• Material for this exercise

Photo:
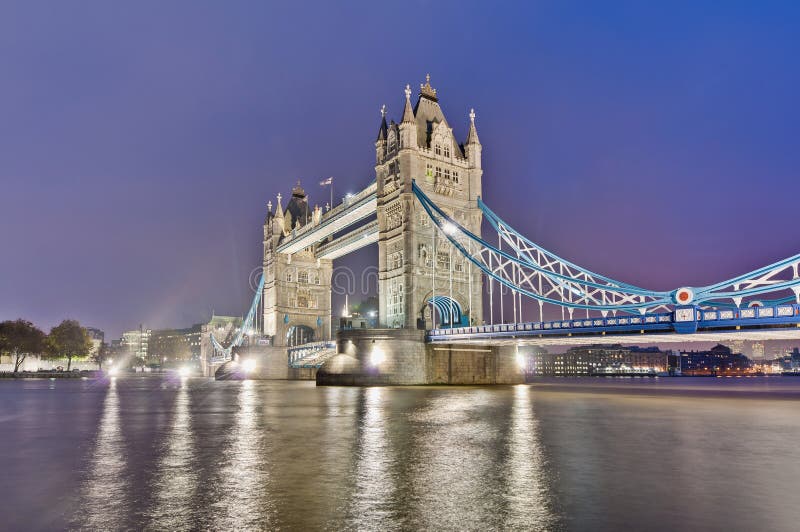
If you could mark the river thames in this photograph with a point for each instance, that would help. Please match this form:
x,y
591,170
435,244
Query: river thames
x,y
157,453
* * *
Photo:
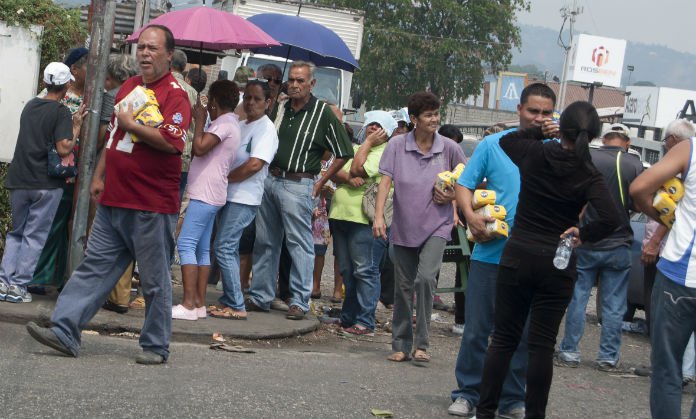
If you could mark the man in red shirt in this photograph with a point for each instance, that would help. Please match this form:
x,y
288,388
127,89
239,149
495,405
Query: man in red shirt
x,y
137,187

• Work request
Scan the material line by line and report each one that contains "help".

• Answer to this problem
If you could mark the river thames in this photograph with a point for each instance, that would help. Please match this form:
If you could mark the man in red shirt in this photograph with a point for each instance, that would help. Please match this form:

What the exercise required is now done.